→ **CHALLENGE**:
Copy out, word for word, the stretch of the records from the line containing "instance of the sky" through the end of the records.

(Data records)
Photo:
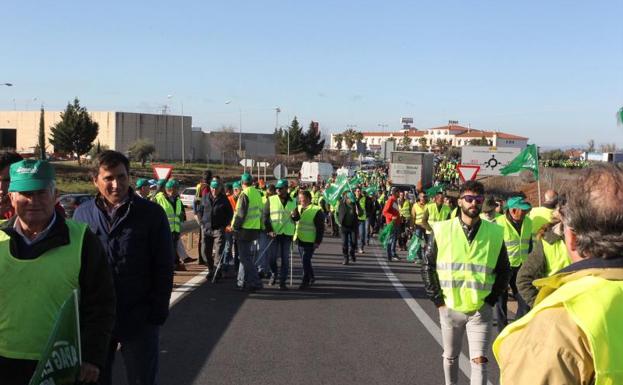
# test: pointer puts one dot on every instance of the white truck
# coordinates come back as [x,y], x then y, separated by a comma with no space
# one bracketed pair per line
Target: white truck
[315,172]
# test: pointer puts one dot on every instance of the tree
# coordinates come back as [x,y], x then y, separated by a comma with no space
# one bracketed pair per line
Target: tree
[405,142]
[41,142]
[76,131]
[339,139]
[141,150]
[423,143]
[312,141]
[479,142]
[224,140]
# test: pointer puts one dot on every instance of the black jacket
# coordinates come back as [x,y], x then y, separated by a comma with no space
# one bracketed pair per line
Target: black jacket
[139,248]
[502,271]
[97,293]
[215,212]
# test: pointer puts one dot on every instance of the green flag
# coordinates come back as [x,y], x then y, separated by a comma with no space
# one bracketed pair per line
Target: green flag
[61,359]
[528,159]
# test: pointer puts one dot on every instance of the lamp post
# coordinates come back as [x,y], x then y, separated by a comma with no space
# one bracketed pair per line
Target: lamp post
[239,128]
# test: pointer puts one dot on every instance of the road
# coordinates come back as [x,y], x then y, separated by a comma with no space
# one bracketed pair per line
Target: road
[352,327]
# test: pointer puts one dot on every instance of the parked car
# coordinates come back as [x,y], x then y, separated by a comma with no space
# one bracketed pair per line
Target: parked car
[69,202]
[188,196]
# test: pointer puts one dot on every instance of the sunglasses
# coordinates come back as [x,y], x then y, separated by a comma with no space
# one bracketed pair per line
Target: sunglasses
[471,198]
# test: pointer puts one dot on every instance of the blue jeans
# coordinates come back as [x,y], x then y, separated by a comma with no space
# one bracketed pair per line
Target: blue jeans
[140,357]
[391,243]
[306,253]
[361,234]
[247,272]
[280,250]
[349,242]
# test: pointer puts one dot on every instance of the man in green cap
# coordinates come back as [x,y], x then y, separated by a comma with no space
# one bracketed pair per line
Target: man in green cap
[142,188]
[517,227]
[172,205]
[43,259]
[246,226]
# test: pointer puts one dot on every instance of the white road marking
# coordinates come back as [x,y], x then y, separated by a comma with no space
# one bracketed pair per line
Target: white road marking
[422,316]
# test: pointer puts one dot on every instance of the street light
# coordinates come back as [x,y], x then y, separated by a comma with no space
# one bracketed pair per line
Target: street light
[239,129]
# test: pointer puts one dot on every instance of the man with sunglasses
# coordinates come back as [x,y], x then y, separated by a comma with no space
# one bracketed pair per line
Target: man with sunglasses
[465,270]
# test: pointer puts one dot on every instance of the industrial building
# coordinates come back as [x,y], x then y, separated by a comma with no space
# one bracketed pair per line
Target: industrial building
[119,130]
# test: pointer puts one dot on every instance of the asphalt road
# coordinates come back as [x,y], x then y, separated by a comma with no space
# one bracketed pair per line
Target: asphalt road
[352,327]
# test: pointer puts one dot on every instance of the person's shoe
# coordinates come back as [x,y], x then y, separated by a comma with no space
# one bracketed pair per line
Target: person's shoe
[180,267]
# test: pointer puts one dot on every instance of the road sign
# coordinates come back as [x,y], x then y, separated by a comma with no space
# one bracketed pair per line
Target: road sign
[467,172]
[247,163]
[280,171]
[162,171]
[490,159]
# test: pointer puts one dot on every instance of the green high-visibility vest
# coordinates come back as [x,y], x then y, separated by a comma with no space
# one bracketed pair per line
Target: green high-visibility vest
[280,218]
[540,216]
[405,209]
[254,212]
[32,292]
[517,245]
[173,213]
[556,256]
[436,215]
[305,227]
[596,306]
[466,270]
[362,206]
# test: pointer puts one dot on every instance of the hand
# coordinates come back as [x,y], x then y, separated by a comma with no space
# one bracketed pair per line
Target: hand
[88,373]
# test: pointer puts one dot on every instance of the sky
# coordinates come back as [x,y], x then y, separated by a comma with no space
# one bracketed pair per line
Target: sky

→ **OUTPUT BELOW**:
# test: pointer puts one dot on every instance of the sky
# coordinates come back as [x,y], x then y, separated by a comma with no space
# one bracketed pair per line
Target: sky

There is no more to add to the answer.